Task prompt: Skip all pictures, then copy the lines from the start of the data through the line with "Exercise. Pin every instance of the thumb", keeping both ends.

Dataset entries
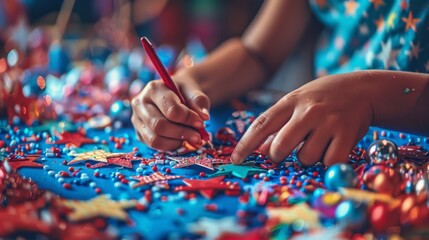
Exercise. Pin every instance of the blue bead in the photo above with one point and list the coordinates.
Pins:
(340, 175)
(350, 213)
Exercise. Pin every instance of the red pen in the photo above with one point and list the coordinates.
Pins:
(168, 81)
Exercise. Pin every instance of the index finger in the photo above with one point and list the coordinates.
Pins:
(266, 124)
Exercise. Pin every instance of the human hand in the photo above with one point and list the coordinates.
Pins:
(162, 121)
(328, 115)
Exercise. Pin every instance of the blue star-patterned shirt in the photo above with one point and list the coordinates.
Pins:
(372, 34)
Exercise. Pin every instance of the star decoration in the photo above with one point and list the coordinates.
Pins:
(155, 177)
(27, 161)
(240, 171)
(124, 160)
(288, 215)
(410, 22)
(199, 160)
(351, 7)
(96, 155)
(377, 3)
(404, 5)
(388, 56)
(100, 206)
(76, 139)
(25, 108)
(207, 188)
(391, 20)
(213, 228)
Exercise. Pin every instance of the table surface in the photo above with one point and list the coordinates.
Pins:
(161, 218)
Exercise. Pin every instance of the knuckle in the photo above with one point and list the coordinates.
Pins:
(241, 146)
(172, 112)
(306, 158)
(157, 124)
(277, 150)
(261, 122)
(153, 141)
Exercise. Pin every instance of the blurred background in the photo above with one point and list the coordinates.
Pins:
(82, 59)
(119, 23)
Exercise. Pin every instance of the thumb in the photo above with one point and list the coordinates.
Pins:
(198, 101)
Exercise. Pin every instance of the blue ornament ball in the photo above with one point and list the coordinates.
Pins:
(340, 175)
(121, 111)
(352, 214)
(383, 152)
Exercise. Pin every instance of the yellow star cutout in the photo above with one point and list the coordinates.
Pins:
(377, 3)
(366, 196)
(96, 155)
(380, 23)
(100, 206)
(410, 22)
(300, 211)
(391, 20)
(351, 7)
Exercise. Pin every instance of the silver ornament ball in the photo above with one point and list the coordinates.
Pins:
(383, 152)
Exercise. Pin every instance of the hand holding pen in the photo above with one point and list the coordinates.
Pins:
(166, 114)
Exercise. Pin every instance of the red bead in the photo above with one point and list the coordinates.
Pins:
(212, 207)
(100, 223)
(140, 207)
(180, 211)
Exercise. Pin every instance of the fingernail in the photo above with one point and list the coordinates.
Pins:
(198, 125)
(206, 113)
(195, 139)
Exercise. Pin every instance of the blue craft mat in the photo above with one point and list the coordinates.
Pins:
(161, 219)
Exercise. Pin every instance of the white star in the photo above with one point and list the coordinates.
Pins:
(213, 228)
(388, 56)
(369, 58)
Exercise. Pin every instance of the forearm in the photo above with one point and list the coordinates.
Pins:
(400, 100)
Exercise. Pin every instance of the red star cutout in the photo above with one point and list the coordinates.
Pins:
(207, 188)
(155, 177)
(122, 161)
(76, 139)
(27, 161)
(404, 5)
(19, 105)
(200, 160)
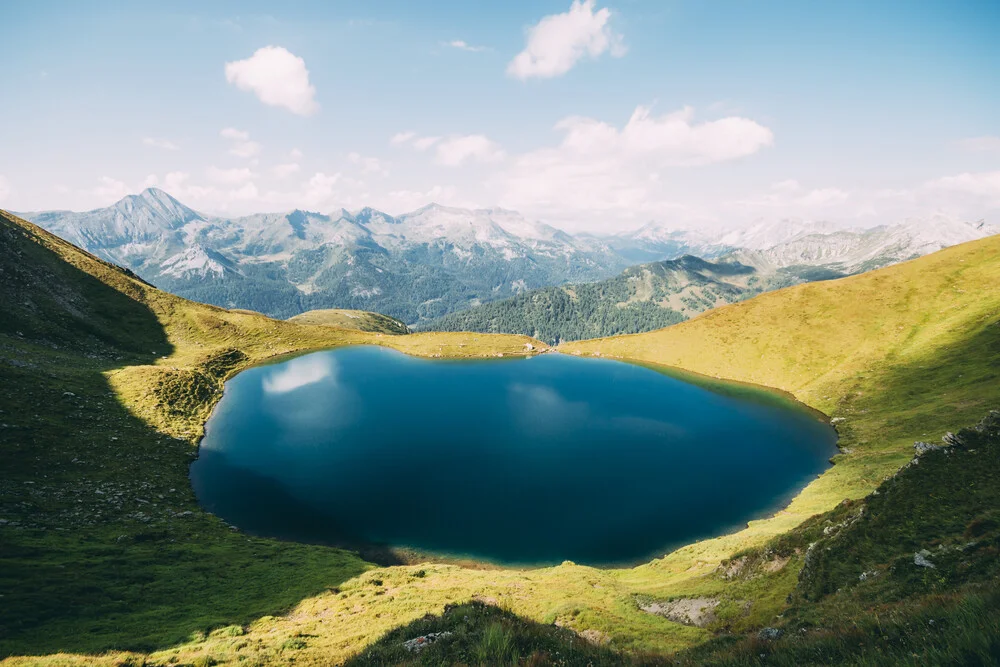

Exercise result:
Exercise. Pin every instance of the blue bead in the photo above with one point and list the coordinates.
Pins:
(340, 175)
(350, 213)
Exercise. Pin every instance of the red pen in the photo above with one point and list the coordinates.
Pins:
(168, 81)
Exercise. Pin every instance of the index finger in the photo above with one point and list the coordinates.
Pins:
(266, 124)
Exercise. Pin every instance of the human hand in the photo above with one point and list the coordinates.
Pins:
(162, 121)
(328, 115)
Exercise. Pin every instance of the blue star-patterned shirt in the photo above with one point and list the coordinates.
Pins:
(372, 34)
Exercise. Pin every instance of the star decoration in the photo above with one point and list the coordinates.
Pins:
(155, 177)
(27, 161)
(240, 171)
(124, 160)
(288, 215)
(410, 22)
(199, 160)
(351, 7)
(96, 155)
(377, 3)
(404, 5)
(388, 56)
(100, 206)
(76, 139)
(25, 108)
(207, 188)
(391, 20)
(213, 228)
Exercise. Pin every instance of the table surface in the photo above with one point and list the coordinates.
Pins:
(161, 218)
Exercise. Pin every instance of the knuckle in the photo above with one point and list the coordinates.
Pins:
(241, 146)
(172, 112)
(306, 158)
(157, 124)
(277, 150)
(261, 122)
(153, 141)
Exercise. Pin every instance of the blurred background in the photo above with one point and list the coordinates.
Pins:
(82, 59)
(119, 23)
Exercise. Pin every instance of the thumb in the photo above with one point and list the coordinates.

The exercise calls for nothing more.